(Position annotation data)
Begin
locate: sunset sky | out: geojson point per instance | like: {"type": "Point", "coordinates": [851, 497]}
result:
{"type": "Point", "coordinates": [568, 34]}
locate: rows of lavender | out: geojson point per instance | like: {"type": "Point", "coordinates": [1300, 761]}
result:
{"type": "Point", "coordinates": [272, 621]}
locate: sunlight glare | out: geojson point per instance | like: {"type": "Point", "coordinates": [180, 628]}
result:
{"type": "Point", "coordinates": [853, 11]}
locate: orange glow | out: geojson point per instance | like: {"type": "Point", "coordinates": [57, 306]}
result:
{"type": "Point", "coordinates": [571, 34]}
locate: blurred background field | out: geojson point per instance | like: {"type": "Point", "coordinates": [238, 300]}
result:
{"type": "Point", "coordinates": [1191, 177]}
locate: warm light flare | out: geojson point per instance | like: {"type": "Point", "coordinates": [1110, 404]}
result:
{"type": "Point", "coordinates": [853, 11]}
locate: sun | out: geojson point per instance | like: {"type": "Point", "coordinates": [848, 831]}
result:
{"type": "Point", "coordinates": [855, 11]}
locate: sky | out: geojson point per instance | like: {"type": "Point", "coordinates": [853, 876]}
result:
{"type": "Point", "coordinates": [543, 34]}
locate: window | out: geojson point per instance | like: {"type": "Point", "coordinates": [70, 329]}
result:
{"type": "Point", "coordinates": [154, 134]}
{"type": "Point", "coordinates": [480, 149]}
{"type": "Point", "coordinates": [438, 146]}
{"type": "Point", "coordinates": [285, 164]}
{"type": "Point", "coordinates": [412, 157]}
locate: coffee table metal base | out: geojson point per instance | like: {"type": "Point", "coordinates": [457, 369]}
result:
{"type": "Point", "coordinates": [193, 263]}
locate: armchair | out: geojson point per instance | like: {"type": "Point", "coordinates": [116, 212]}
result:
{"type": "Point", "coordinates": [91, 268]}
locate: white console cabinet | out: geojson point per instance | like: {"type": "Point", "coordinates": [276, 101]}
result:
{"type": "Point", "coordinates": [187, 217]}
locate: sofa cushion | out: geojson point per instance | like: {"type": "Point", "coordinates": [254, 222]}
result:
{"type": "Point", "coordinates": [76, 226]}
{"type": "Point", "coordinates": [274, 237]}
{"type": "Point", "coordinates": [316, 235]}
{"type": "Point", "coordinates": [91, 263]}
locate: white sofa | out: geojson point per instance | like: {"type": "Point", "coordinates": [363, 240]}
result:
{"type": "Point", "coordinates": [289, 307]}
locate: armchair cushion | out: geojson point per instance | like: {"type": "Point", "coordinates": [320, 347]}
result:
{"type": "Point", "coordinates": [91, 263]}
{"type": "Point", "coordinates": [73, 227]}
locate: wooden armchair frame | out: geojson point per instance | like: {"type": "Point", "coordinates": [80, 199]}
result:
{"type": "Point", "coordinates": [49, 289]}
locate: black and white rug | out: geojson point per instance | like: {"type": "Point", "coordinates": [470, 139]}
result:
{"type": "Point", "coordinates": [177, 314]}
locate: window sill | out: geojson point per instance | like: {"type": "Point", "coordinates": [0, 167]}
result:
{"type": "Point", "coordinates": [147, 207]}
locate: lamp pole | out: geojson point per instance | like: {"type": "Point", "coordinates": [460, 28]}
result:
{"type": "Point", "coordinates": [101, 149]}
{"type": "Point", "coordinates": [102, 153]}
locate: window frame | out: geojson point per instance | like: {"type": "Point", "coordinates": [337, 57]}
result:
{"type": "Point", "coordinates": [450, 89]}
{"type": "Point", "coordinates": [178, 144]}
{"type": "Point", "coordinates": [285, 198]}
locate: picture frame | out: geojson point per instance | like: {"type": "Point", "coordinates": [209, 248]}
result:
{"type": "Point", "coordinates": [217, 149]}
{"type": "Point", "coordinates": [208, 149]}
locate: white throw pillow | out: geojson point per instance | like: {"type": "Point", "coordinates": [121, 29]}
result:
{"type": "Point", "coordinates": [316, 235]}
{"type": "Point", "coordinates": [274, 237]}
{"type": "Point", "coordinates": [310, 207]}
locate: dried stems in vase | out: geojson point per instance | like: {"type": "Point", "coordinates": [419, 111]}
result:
End
# What this task involves
Rewrite the data above, starting at the line containing "locate: lamp pole" and ending at the end of the data, scaling every answer coordinate by 2.55 and rounding to whole numbers with halves rounded up. Reproduce all other text in that span, including the sample coordinates, unchanged.

# Final result
locate: lamp pole | out: geojson point per instance | like: {"type": "Point", "coordinates": [460, 28]}
result:
{"type": "Point", "coordinates": [258, 380]}
{"type": "Point", "coordinates": [260, 390]}
locate: window frame | out: geojson point per instance | like: {"type": "Point", "coordinates": [337, 57]}
result:
{"type": "Point", "coordinates": [1148, 227]}
{"type": "Point", "coordinates": [454, 367]}
{"type": "Point", "coordinates": [727, 505]}
locate: picture frame | out: geojson point per instance | like: {"type": "Point", "coordinates": [209, 248]}
result:
{"type": "Point", "coordinates": [553, 380]}
{"type": "Point", "coordinates": [530, 380]}
locate: white throw pillow | out: geojson point per instance | like: {"type": "Point", "coordinates": [121, 29]}
result:
{"type": "Point", "coordinates": [806, 599]}
{"type": "Point", "coordinates": [699, 604]}
{"type": "Point", "coordinates": [791, 528]}
locate: dried stems in vase | out: geojson point per instance | like: {"type": "Point", "coordinates": [419, 111]}
result:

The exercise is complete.